__Things to do__:
**1.** List every government program or bill named in the article on Howard Dean's claim about Social Security and Medicare.
**2.** In the article on Howard Dean's claim about Social Security and Medicare, what party post had Dean once held?
**3.** Continue the article on Howard Dean's claim about Social Security and Medicare from its last sentence.

==== Text shown ====

"All the really great programs in American history, Social Security, was done without Republicans. Medicare was done without Republican support until the last vote where they realized they had to get on board."
Howard Dean on Tuesday, August 25th, 2009 in an interview on the Rachel Maddow Show
Dean claims Social Security and Medicare were passed without Republican support
With virtually no Republican support for the health care reform bill, some Democrats believe they will have to go it alone.
But Howard Dean, the former chairman of the Democratic National Committee, isn't worried about the political repercussions.
When asked about the risks of abandoning efforts for a bipartisan bill, Dean had this to say:
"All the really great programs in American history, Social Security, was done without Republicans. Medicare was done without Republican support until the last vote where they realized they had to get on board," Dean said on the Aug. 25, 2009, episode of The Rachel Maddow Show . "So a lot of the things that have been done that have helped seniors in particular have been done without Republican support at all and there's not going to be any political penalty. The only political penalty will be suffered is if we don't pass a bill and the Republicans know that. And that's why they're not interested in helping pass the bill."
Our recollection about the votes on Social Security and Medicare was a little rusty, and we wondered whether Dean was right that both bills passed with no Republican support.

==== Excerpted records ====

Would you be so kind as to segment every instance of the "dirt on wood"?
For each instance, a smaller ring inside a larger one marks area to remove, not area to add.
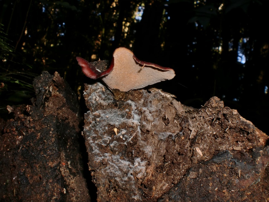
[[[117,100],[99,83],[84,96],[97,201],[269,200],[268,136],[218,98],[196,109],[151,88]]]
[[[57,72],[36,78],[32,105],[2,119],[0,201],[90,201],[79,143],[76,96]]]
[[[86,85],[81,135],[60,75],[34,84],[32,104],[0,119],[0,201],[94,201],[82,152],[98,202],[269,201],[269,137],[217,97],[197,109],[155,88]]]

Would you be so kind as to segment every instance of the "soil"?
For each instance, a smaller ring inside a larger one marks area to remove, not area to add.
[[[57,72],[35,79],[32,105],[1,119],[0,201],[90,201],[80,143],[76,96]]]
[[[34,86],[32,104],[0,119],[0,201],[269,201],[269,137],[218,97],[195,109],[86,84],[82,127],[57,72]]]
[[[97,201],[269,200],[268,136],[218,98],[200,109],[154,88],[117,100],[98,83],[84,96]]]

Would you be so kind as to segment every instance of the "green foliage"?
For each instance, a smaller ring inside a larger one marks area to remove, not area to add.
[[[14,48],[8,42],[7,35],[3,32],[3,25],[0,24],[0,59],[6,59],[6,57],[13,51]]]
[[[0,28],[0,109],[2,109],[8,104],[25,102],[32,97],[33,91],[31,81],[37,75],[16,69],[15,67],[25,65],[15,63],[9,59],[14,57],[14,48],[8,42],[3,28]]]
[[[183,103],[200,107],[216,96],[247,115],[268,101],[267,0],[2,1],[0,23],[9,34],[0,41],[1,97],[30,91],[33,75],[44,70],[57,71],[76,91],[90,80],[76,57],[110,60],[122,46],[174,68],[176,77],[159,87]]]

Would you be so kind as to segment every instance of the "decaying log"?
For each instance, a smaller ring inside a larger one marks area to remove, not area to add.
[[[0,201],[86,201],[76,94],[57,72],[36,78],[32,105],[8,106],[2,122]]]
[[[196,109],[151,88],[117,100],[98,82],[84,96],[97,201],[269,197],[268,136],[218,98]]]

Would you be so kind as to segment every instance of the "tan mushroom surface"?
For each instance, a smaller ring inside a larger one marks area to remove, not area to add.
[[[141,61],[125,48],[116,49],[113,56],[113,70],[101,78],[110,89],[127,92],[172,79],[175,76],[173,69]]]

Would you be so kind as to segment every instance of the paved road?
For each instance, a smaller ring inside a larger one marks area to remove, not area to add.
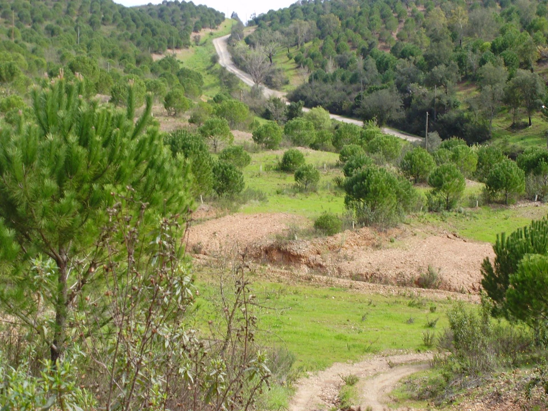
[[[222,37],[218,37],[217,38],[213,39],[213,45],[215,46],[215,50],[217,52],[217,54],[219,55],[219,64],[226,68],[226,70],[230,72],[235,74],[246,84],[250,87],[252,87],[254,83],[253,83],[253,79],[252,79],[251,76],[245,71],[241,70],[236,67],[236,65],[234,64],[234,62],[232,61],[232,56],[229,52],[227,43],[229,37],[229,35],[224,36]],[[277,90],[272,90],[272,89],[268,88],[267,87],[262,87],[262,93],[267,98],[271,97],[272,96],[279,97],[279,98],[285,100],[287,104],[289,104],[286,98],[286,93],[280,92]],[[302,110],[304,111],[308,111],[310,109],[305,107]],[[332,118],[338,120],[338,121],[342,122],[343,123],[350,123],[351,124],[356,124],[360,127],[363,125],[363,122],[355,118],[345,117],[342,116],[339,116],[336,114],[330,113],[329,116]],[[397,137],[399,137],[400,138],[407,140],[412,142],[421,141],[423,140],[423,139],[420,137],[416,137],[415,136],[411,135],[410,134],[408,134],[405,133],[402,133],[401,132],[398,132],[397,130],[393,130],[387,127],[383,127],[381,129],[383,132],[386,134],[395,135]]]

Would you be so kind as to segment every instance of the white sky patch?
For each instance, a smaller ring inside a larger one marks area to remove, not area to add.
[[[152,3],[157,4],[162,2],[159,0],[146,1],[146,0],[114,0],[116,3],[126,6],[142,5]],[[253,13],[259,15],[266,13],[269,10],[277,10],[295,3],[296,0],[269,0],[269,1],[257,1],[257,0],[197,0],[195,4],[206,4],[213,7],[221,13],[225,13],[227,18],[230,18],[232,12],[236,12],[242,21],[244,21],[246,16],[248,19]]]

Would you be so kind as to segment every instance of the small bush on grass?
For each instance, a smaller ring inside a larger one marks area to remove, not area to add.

====

__Task-by-task outputs__:
**1.** Social Security, Medicare, the health care reform bill

**2.** He was the former chairman of the Democratic National Committee.

**3.**
To find out, we had to turn back the clock to 1935 — the height of the Great Depression — when President Franklin D. Roosevelt signed the Social Security Act, an insurance program funded through taxpayer dollars meant to support retirees. The legislation was controversial for a number of reasons, including its perceived effects on the labor market and whether its benefits favored working white men.
Nevertheless, on Aug. 8, 1935, the conference report — the final version of the bill that melds together changes made in the House and in the Senate — passed in the House 372-33, with 81 Republicans voting in support. The next day, the bill was passed in the Senate 77-6, with 16 Republicans supporting the legislation. So Social Security did pass with Republican support.
Thirty years later, a significant number of Republicans voted in favor of the Medicare bill. The House adopted the conference report on July 27, 1965, 307-116, with 70 Republicans supporting it. And on July 28, the Senate adopted the final version of the bill by a vote of 70-24, with 13 Republicans in favor of the bill. President Lyndon B. Johnson signed the Medicare bill into law on July 30, 1965.
But is Dean correct that the Republicans didn't support Medicare until the end?
Donald Ritchie, the associate historian in the U.S. Senate, told us that the Republican support wasn't just a last-minute phenomenon. During the discussion of both bills, "There were always progressive Republicans and liberal Republicans, some of whom supported Roosevelt and Johnson," Ritchie said.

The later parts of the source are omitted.